Text shown:
* begin *
Dezeen Magazine

Charlotte McCurdy portrait

Burying bioplastic clothes in landfill sites could be an "amazing thing" says designer Charlotte McCurdy

Unwanted bioplastic fashion items could be dumped in landfills forever, creating artificial carbon sinks to tackle climate change, according to designer Charlotte McCurdy.

The radical idea would upend contemporary thinking, burying carbon-rich bioplastic waste rather than reusing it while putting to good use the vast amounts of waste generated by the fashion industry.

Burying bioplastic could be an "amazing thing"

"We look at our landfills and we cry about how immortal the stuff we put in them is," said the New York-based designer.

"But I think that landfills could pivot to being this amazing thing we did that saves us – or at least buys us some time – as we are barreling towards catastrophic climate change."

Bioplastic sequin dress by Phillip Lim and Charlotte McCurdy
Charlotte McCurdy (top image) created a couture dress (above) in collaboration with Phillip Lim

McCurdy describes herself as a designer and researcher who "focuses on making existential threats, such as climate change, more tractable through design". Her best-known work is a carbon-negative translucent raincoat made of algae-derived bioplastic.

She is exploring how plants and algae could be turned into carbon-rich bioplastics, alleviating the need for plastics made from fossil feedstocks and ending fashion's reliance on greenhouse-gas emitting materials.

Garments containing captured atmospheric carbon could be buried rather than composted or recycled after use, preventing the carbon from re-entering the atmosphere.
* end *
Annotated coordinate records:
* begin *
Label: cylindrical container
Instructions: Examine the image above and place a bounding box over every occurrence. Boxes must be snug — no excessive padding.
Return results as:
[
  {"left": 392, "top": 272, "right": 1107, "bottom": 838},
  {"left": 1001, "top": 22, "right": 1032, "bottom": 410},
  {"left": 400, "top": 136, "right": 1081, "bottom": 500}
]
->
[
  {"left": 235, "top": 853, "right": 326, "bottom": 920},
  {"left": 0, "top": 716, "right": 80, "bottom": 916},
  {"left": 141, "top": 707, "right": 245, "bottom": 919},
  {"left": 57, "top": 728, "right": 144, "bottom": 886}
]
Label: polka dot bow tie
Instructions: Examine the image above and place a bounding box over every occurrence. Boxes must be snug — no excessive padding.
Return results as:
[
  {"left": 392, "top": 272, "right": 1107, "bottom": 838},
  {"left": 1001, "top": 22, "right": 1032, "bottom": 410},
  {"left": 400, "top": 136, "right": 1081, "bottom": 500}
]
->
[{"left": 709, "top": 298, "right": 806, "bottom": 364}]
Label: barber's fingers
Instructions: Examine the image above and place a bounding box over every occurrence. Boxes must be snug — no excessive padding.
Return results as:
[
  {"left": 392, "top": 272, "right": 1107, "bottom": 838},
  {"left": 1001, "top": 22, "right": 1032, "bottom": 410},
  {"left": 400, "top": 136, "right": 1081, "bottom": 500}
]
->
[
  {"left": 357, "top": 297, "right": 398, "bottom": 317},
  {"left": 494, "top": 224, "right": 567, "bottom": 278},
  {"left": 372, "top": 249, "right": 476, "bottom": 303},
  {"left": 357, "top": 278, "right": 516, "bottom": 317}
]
* end *
Directions:
[A] Answer these questions from the article on bioplastic clothes:
(i) In which city is Charlotte McCurdy based?
(ii) What is her best-known work made of?
(iii) With whom did she collaborate on the couture dress?
[B] Rewrite the article on bioplastic clothes between "She is exploring" and "greenhouse-gas emitting materials.", inclusive, swapping "fossil feedstocks" for "crude oil".

Results by task:
[A]
(i) New York
(ii) Algae-derived bioplastic
(iii) Phillip Lim

[B]
She is exploring how plants and algae could be turned into carbon-rich bioplastics, alleviating the need for plastics made from crude oil and ending fashion's reliance on greenhouse-gas emitting materials.